* **Stored data entries**:

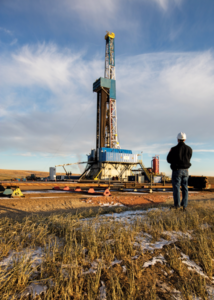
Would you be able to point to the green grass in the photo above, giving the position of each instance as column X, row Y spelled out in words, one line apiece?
column 70, row 245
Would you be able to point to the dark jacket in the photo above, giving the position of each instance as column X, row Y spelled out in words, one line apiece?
column 179, row 156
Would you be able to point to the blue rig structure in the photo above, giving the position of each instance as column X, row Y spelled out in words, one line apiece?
column 108, row 160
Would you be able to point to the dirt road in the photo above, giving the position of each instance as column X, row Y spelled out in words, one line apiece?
column 49, row 202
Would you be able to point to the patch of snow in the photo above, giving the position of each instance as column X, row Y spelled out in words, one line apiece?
column 192, row 266
column 210, row 291
column 177, row 234
column 205, row 226
column 135, row 257
column 116, row 262
column 35, row 257
column 154, row 260
column 34, row 290
column 44, row 191
column 124, row 269
column 102, row 289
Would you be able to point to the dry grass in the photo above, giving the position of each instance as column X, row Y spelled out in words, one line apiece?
column 11, row 174
column 71, row 246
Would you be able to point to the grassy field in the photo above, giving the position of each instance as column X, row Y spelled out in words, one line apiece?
column 153, row 254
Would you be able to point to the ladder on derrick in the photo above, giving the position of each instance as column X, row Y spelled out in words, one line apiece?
column 148, row 175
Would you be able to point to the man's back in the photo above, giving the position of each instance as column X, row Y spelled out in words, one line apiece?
column 179, row 156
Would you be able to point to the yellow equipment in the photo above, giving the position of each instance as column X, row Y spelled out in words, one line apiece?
column 12, row 191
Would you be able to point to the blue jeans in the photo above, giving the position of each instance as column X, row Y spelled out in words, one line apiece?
column 180, row 178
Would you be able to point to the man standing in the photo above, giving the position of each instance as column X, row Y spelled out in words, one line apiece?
column 179, row 158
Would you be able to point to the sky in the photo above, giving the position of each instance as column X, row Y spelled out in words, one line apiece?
column 52, row 51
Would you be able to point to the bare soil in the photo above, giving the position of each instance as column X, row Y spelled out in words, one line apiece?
column 53, row 202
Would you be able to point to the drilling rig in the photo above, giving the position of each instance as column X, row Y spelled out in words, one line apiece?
column 108, row 160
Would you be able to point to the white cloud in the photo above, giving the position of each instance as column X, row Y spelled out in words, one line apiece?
column 204, row 150
column 7, row 31
column 158, row 95
column 164, row 4
column 28, row 154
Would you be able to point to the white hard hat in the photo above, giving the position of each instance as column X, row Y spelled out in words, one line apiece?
column 181, row 136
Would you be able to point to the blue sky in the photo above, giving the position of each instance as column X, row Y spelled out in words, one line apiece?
column 52, row 51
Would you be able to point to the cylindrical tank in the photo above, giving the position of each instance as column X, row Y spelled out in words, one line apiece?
column 155, row 164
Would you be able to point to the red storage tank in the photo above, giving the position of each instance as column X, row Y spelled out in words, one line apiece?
column 155, row 164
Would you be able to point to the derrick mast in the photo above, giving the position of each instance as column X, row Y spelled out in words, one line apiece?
column 106, row 128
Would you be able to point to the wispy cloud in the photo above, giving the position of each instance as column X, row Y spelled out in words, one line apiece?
column 165, row 4
column 49, row 92
column 7, row 31
column 27, row 154
column 204, row 150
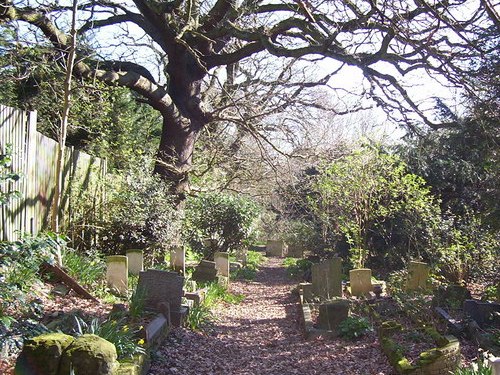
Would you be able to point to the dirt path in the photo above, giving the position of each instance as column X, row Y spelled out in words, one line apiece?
column 262, row 335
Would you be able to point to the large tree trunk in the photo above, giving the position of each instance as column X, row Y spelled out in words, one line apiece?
column 175, row 154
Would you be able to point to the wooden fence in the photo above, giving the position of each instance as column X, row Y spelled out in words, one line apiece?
column 34, row 157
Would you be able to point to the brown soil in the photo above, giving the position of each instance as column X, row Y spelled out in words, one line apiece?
column 262, row 335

* **Problem description**: The records above must all be output exactly. Omit the images.

* **Task response**:
Would you be able to point to the green grass in the photo above, giving the position of each instance as column X, row Y spelled out in words, one line apiece?
column 70, row 245
Would you be able to point to the dark jacket in the photo above, giving the position of each instance as column X, row Y spelled out in words, one line apiece?
column 179, row 156
Would you be able to point to the blue rig structure in the photo above, giving the position of each instance as column X, row Y spelled out in words, one line apiece?
column 108, row 160
Would you be able to point to the dirt road in the photo above, giving the position of each instance as column X, row Y spelled out in words, one line apiece?
column 49, row 202
Would you be able to point to the patch of snow in the photo above, giving the position of each instance as column X, row Y spelled out in words, one line apiece?
column 192, row 266
column 210, row 291
column 177, row 234
column 205, row 226
column 135, row 257
column 116, row 262
column 35, row 257
column 154, row 260
column 34, row 290
column 44, row 191
column 124, row 269
column 102, row 289
Would you be able to point to the dry grass in the photo above, giving the position of each instance as column X, row Y spelled out in words, one line apiece?
column 11, row 174
column 71, row 246
Would you be able to point to the grassy field in the photo above, giving the position of each instance as column X, row Y spelled out in words, one line apiece?
column 153, row 254
Would you be able to point to the ladder on derrick in the photo above, giving the position of each instance as column X, row Y spelled out in words, one line apiece?
column 148, row 175
Would you be able to point to the man's back in the photo above, giving the position of each instance as column X, row Y spelled out in words, one line apiece?
column 179, row 156
Would you be able to point to the yellow equipment in the photo above, giving the position of each instance as column X, row Y spelled out in words, one line apiece?
column 12, row 191
Would you be able to point to the blue jeans in the photo above, giving the position of each instance as column X, row Y spelled out in words, one line apiece?
column 180, row 178
Would you be able to point to the man standing in the photo above, giving the position of each instance as column X, row Y spelled out in words, one line apiece?
column 179, row 158
Would you be able to point to the sky in the photo above, giving the position of each instance as column X, row Y spelled out in words, one line apiece?
column 52, row 51
Would you be able to point to the bare soil in the photo above, giving the position of each instance as column X, row Y spelled out in words, one line apiece?
column 53, row 202
Would you be able to point to the drilling rig in the photo above, giving the position of each instance as column X, row Y spelled out in words, one line apiece?
column 108, row 160
Would you be able to point to the white cloud in the photo above, giving the position of each instance as column X, row Y spelled out in words, one line apiece?
column 204, row 150
column 7, row 31
column 158, row 95
column 164, row 4
column 28, row 154
Would you be able to point to the white hard hat in the photo above, giving the position of each instance as column X, row Y spelled out in words, one line apiece?
column 181, row 136
Would you be able to point to the blue sky in the photo above, giving the position of each instance as column X, row Y spelled out in words, one line apiece?
column 52, row 51
Would you be able to point to the cylindrical tank in the photo above, giving the position of each instance as column X, row Y spelled out in words, one line apiece?
column 155, row 164
Would you be able to point to the red storage tank in the photo above, giving the position of each instance as column X, row Y spelled out in words, one line apiece?
column 155, row 164
Would you be able to point to the derrick mast in the photo above, giving the position of each instance as column X, row Y spelled out in words, one line apiece?
column 106, row 128
Would you be able to point to the wispy cloud in the photo above, giving the position of each instance as column X, row Y spelled out in words, one line apiece?
column 165, row 4
column 49, row 92
column 7, row 31
column 27, row 154
column 204, row 150
Would you be able to point to the dirt path in the photo above, giving the position of each instance as column X, row Y spelled out in words, one line apiece?
column 262, row 335
Would you be able to point to the large tree trunk in the photo above, giving the position of each instance as column X, row Y spelled out in words, one line apiece?
column 175, row 154
Would you be able to point to the wooden fence in the photo above, giving the position of each instance as column X, row Y spelled out in words, one line apiece?
column 34, row 157
Would you be able to point to the brown soil in the photo above, giving the position of each instance as column X, row Y spelled out in words, one line apiece?
column 262, row 335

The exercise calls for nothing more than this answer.